The sales increase was primarily due to higher volume from tank ammunition and
medium caliber ammunition programs of $12 million and $6 million, respectively,
compared to the comparable quarter of the prior year, as well as revenues from
new programs, including sales of approximately $6 million from the Tactical
Unmanned Aerial Vehicle (TUAV) contract awarded to the Company in the first
quarter of fiscal 1997, and approximately $5 million of sales generated by the
Vehicle Launched Smart Anti-tank Systems (VLSAS) program.  These sales increases
for the quarter ended September 29, 1996, were offset by approximately $10
million compared to the comparable quarter of the prior year due to the fiscal
1996 completion of the Combined Effects Munitions (CEM) program.  Marine Systems
Group sales were $24.9 million for the quarter ended September 29, 1996, a
decrease of $7.2 million, or 22.4 percent, compared to $32.1 million in the
comparable quarter of the prior year, due primarily to reduced international
volume on the Mk 46 torpedo program.  Emerging Business Group sales from
continuing operations were $9.0 million for the quarter ended September 29,
1996, compared to $7.9 million in the comparable quarter of the prior year.

* Given information *

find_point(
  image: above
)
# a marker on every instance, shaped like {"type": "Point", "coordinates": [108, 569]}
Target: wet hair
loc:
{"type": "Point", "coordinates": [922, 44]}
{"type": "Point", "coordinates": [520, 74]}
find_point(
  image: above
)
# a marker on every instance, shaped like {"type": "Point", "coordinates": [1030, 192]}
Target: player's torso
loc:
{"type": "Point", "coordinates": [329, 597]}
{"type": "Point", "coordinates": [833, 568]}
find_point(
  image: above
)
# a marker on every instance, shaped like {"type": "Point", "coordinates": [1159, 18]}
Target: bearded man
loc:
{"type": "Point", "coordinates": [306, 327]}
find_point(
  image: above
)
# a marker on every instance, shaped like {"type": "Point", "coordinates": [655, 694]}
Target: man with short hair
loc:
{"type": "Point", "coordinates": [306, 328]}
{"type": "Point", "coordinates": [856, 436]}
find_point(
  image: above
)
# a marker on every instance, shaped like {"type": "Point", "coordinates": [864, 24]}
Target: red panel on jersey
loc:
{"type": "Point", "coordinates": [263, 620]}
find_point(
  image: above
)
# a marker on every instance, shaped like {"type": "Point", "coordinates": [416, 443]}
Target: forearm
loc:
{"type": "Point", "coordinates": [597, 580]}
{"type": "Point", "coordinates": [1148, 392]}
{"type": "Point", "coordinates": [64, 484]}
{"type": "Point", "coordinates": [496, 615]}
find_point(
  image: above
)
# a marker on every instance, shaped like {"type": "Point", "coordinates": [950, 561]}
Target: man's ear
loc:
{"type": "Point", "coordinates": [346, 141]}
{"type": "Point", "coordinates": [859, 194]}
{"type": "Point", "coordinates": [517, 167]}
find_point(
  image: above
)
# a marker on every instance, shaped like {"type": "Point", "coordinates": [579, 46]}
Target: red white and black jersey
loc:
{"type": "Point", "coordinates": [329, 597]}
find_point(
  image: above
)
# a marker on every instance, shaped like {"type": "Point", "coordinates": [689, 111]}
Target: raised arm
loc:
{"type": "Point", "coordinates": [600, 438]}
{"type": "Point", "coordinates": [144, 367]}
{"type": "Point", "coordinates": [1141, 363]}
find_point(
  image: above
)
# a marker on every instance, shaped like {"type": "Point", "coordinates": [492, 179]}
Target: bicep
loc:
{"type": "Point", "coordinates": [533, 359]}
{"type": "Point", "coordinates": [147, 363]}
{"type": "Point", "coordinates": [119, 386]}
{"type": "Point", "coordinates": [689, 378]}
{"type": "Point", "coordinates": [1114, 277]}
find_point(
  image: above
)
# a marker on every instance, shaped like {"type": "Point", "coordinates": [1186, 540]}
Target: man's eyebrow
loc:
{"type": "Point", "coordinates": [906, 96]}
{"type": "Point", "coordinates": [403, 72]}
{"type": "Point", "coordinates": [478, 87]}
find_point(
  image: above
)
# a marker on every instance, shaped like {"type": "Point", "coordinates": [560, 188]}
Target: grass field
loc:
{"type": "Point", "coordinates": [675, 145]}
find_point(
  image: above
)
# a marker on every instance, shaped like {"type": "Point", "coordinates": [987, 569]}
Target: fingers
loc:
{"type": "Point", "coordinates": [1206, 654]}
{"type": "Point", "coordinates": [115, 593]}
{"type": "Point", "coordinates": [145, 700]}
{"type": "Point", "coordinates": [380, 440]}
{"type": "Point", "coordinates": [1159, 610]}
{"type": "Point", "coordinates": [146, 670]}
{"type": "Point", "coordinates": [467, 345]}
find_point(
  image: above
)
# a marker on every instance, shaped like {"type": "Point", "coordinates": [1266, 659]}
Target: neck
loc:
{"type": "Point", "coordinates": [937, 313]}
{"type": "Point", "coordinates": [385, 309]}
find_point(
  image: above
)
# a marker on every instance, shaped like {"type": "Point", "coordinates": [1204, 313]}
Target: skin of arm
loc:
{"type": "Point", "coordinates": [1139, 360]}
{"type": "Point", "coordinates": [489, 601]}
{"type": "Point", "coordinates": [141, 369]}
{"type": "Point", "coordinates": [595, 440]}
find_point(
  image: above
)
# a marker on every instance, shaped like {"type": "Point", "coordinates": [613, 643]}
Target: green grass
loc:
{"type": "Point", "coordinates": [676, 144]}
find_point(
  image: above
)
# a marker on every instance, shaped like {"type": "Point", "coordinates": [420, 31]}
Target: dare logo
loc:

* Required work *
a) In the sales text, why did Marine Systems Group sales fall for the quarter ended September 29, 1996? Answer in one to three sentences.
b) Answer these questions from the sales text:
(i) In which quarter was the Tactical Unmanned Aerial Vehicle (TUAV) contract awarded to the Company?
(ii) By how much did higher volume from tank ammunition programs raise sales?
(iii) What were Emerging Business Group sales from continuing operations in the comparable quarter of the prior year?

* The answers *
a) Marine Systems Group sales fell by $7.2 million, or 22.4 percent, mainly because of reduced international volume on the Mk 46 torpedo program. They dropped from $32.1 million in the comparable quarter of the prior year to $24.9 million.

b)
(i) The first quarter of fiscal 1997
(ii) $12 million
(iii) $7.9 million